START DATA SHOWN

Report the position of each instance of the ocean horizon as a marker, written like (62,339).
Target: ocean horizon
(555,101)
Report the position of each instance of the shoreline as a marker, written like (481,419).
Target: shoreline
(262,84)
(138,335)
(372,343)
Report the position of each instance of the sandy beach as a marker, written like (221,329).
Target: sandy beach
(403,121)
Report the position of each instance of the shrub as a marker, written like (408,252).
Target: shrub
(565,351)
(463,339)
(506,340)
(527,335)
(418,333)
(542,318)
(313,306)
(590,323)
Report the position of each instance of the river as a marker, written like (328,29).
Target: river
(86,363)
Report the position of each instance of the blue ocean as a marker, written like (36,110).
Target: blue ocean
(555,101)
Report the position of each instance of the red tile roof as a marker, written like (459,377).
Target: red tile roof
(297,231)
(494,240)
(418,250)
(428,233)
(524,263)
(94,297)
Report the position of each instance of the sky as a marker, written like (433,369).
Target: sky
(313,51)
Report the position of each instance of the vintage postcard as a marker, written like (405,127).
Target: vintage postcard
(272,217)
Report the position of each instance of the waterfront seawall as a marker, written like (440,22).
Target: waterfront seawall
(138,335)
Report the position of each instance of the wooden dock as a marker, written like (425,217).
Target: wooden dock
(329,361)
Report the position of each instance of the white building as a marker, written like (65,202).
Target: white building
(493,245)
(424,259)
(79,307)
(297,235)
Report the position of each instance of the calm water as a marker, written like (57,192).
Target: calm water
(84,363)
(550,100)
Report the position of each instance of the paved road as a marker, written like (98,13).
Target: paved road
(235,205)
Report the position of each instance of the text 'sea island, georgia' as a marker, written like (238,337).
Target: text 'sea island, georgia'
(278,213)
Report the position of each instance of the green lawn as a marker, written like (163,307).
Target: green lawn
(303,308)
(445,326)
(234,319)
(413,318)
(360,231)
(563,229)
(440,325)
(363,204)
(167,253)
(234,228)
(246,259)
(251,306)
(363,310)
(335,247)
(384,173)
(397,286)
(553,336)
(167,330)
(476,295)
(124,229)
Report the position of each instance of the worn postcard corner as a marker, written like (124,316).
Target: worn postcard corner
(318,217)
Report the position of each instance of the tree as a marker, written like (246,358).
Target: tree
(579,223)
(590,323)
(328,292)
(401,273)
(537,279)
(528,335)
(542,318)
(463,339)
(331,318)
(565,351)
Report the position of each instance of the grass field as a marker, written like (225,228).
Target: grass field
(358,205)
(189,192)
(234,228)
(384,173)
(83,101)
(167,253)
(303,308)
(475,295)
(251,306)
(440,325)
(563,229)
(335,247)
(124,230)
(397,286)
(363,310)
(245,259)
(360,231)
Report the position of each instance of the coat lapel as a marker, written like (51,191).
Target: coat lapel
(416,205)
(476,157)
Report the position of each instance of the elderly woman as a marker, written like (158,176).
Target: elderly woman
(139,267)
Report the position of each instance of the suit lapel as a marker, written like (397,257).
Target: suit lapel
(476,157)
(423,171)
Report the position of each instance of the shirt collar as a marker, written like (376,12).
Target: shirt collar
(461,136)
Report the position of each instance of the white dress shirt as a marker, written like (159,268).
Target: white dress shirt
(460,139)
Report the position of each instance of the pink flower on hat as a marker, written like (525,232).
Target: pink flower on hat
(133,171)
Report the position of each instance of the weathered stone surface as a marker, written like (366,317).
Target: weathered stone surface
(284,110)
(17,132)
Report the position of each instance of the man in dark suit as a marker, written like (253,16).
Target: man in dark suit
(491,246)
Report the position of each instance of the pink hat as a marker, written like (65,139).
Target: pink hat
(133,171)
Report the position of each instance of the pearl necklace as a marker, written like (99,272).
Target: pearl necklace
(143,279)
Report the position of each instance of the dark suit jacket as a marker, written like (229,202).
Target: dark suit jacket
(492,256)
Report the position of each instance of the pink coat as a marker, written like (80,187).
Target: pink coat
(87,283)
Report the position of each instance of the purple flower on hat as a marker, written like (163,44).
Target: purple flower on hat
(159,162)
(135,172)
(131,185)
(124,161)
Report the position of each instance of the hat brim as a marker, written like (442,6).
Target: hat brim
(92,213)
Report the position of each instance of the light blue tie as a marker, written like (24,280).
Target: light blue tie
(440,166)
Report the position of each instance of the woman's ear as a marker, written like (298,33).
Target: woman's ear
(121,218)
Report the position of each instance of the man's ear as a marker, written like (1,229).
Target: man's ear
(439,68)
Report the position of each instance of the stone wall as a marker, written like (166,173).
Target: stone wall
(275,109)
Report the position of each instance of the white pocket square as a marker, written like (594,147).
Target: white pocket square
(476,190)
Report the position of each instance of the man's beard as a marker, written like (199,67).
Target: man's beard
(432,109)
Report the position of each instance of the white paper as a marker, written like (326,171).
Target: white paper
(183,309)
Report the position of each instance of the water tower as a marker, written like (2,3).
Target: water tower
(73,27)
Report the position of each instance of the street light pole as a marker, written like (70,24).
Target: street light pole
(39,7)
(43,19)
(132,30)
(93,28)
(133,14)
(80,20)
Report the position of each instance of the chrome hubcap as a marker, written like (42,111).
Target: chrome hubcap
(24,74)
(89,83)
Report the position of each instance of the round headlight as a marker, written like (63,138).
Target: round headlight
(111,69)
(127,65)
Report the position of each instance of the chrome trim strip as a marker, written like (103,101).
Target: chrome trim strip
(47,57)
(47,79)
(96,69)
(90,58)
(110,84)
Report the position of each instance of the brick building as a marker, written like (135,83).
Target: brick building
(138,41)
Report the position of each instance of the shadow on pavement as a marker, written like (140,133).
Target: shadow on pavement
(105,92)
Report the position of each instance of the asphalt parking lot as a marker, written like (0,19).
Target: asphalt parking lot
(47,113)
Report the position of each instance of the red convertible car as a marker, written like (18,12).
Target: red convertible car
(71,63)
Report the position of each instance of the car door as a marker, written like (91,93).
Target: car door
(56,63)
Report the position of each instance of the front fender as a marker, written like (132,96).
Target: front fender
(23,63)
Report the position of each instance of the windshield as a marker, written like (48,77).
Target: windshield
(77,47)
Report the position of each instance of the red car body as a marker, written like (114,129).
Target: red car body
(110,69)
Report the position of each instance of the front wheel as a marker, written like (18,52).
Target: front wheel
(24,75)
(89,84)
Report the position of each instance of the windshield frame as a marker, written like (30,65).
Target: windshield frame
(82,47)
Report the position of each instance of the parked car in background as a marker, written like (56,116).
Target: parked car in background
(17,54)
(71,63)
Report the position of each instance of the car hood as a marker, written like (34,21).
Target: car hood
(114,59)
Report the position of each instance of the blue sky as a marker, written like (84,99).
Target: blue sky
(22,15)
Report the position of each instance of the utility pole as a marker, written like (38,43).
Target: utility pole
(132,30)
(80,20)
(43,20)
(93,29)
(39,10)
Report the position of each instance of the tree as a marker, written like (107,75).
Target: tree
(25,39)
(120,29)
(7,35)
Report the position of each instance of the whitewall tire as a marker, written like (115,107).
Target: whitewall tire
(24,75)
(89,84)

END DATA SHOWN

PROMPT - Having read the entries above, repeat them exactly.

TASK SOLUTION -
Report the position of each instance of the ocean horizon as a marker, written like (62,339).
Target: ocean horizon
(555,101)
Report the position of each instance of the shoreline as a marker, written like (481,419).
Target: shoreline
(262,84)
(138,335)
(372,343)
Report the position of each instance of the sandy beach as a marker, written like (221,329).
Target: sandy beach
(403,121)
Report the position of each instance of the shrub as a marker, written like (408,252).
Target: shrub
(565,351)
(463,339)
(506,340)
(527,335)
(418,333)
(542,318)
(313,306)
(590,323)
Report the position of each instance of the river as a marker, written like (328,29).
Target: river
(86,363)
Report the position of each instance of the blue ocean as a marker, written like (36,110).
Target: blue ocean
(555,101)
Report the position of each instance of the red tile roof as a marker, written like (459,377).
Target: red tile roof
(297,231)
(494,240)
(418,250)
(428,233)
(524,263)
(94,297)
Report the position of each instance of the sky as a marker, written like (433,369).
Target: sky
(313,51)
Report the position of each instance of the vintage postcard as a marker, written like (405,127).
Target: vintage postcard
(272,217)
Report the position of each instance of the waterfront seawall as a marker, written like (440,22).
Target: waterfront seawall
(138,335)
Report the position of each instance of the wooden dock as a marker, written like (425,217).
Target: wooden dock
(329,361)
Report the position of each instance of the white building as a marker, written like (65,202).
Target: white building
(493,245)
(424,259)
(79,307)
(297,235)
Report the position of each instance of the calm water as a marker, written like (57,192).
Target: calm water
(84,363)
(550,100)
Report the position of each instance of the paved road as a marker, written like (98,13).
Target: paved road
(235,205)
Report the position of each instance of the text 'sea island, georgia' as a marker, written like (238,337).
Target: text 'sea island, georgia'
(278,213)
Report the position of each instance of the green lawn as a marker, written like (163,307).
Target: green lawn
(303,308)
(445,326)
(234,319)
(413,318)
(360,231)
(563,229)
(440,325)
(363,204)
(167,253)
(234,228)
(246,259)
(251,306)
(363,310)
(335,247)
(384,173)
(397,286)
(553,336)
(167,330)
(476,295)
(124,229)
Report the position of each instance of the worn postcard corner as a marker, written like (124,316).
Target: worn postcard corner
(318,217)
Report the position of each instance of the tree as a marker, written like (246,358).
Target: tree
(579,223)
(590,323)
(328,292)
(401,273)
(537,279)
(528,335)
(542,318)
(463,339)
(331,318)
(565,351)
Report the position of each instance of the grass field as a marker, written like (225,228).
Target: grass field
(358,205)
(189,192)
(234,228)
(384,173)
(83,101)
(167,253)
(303,308)
(475,295)
(251,306)
(440,325)
(563,229)
(335,247)
(124,230)
(397,286)
(363,310)
(245,259)
(360,231)
Report the position of each instance of the coat lapel as a marker, written like (51,191).
Target: coat lapel
(416,205)
(476,157)
Report the position of each instance of the elderly woman as a marker, written like (158,176).
Target: elderly woman
(139,267)
Report the position of each instance of the suit lapel as a marker, written like (397,257).
Target: suit lapel
(476,157)
(423,171)
Report the position of each instance of the shirt collar as a marker, written like (376,12).
Target: shirt collar
(461,136)
Report the position of each instance of the white dress shirt as a marker, written like (159,268).
Target: white dress shirt
(460,139)
Report the position of each instance of the pink flower on hat as a marker, written like (525,232).
Target: pink flower on hat
(133,171)
Report the position of each instance of the weathered stone surface as a marker, written like (366,317).
Target: weathered stone surface
(284,110)
(17,132)
Report the position of each instance of the man in dark suit as a marker, written like (253,16).
Target: man in dark suit
(491,246)
Report the position of each instance of the pink hat as a marker, written like (65,139).
Target: pink hat
(133,171)
Report the position of each instance of the pearl necklace as a marker, written like (99,272).
Target: pearl necklace
(143,279)
Report the position of each instance of the dark suit jacket as a marker, written like (229,202).
Target: dark suit jacket
(492,256)
Report the position of each instance of the pink coat as a marker, written like (80,187).
Target: pink coat
(87,283)
Report the position of each instance of the purple flower on hat as a marker, written like (163,44).
Target: purple flower on hat
(159,162)
(135,172)
(131,185)
(124,161)
Report the position of each instance of the hat brim as a marker, written like (442,6).
Target: hat brim
(92,213)
Report the position of each instance of the light blue tie as a marker, written like (24,280).
Target: light blue tie
(440,166)
Report the position of each instance of the woman's ear as a marker, written like (298,33).
Target: woman's ear
(121,218)
Report the position of each instance of the man's ear as a marker, written like (1,229).
Target: man's ear
(439,68)
Report the position of each instance of the stone wall as a marker, written like (166,173).
Target: stone wall
(275,109)
Report the position of each instance of the white pocket square as a marker, written like (594,147).
Target: white pocket square
(476,190)
Report the position of each instance of the man's beard as a marker, written like (199,67).
Target: man's beard
(432,109)
Report the position of each instance of the white paper as a marker, written like (326,171).
Target: white paper
(183,309)
Report the position of each instance of the water tower as a marker, written like (2,3).
Target: water tower
(73,27)
Report the position of each instance of the street light pole as a marker, written like (70,24).
Target: street light pole
(39,7)
(43,19)
(132,30)
(93,28)
(133,14)
(80,20)
Report the position of each instance of the chrome hubcap as a marker, written like (42,111).
Target: chrome hubcap
(24,74)
(89,83)
Report the position of each instance of the round headlight as a marker, written like (63,138).
Target: round headlight
(111,69)
(127,65)
Report the position of each instance of the chrome trim strip as a marker, written like (103,101).
Target: chrome trim strip
(47,57)
(47,79)
(96,69)
(90,58)
(110,84)
Report the position of each instance of the brick building as a marker, written like (135,83).
Target: brick building
(138,41)
Report the position of each instance of the shadow on pavement as a marker, written like (140,133).
Target: shadow on pavement
(105,92)
Report the position of each instance of the asphalt parking lot as a marker, written like (0,19).
Target: asphalt parking lot
(47,113)
Report the position of each instance of the red convertible car as a marker, written like (18,12).
Target: red convertible car
(71,63)
Report the position of each instance of the car door as a marker, written like (91,93).
Target: car door
(56,63)
Report the position of each instance of the front fender as a marker, written like (132,96).
Target: front fender
(23,63)
Report the position of each instance of the windshield as a marker, written like (48,77).
Target: windshield
(77,47)
Report the position of each instance of the red car body as a marker, written like (114,129).
Target: red car body
(110,69)
Report the position of each instance of the front wheel as a marker, written like (18,52).
Target: front wheel
(24,75)
(89,84)
Report the position of each instance of the windshield frame as a marker, written like (30,65).
Target: windshield frame
(82,47)
Report the position of each instance of the parked car in background as a marker, written like (56,116).
Target: parked car in background
(17,54)
(71,63)
Report the position of each instance of the car hood as a marker, written like (34,21).
Target: car hood
(114,59)
Report the position of each instance of the blue sky as a marker, written like (84,99).
Target: blue sky
(22,15)
Report the position of each instance of the utility pole as a marker, written like (38,43).
Target: utility pole
(132,30)
(80,20)
(43,20)
(93,29)
(39,10)
Report the position of each instance of the tree as a marker, written like (107,75).
Target: tree
(25,39)
(120,29)
(7,35)
Report the position of each instance of the whitewall tire as a marker, written like (115,107).
Target: whitewall tire
(24,75)
(89,84)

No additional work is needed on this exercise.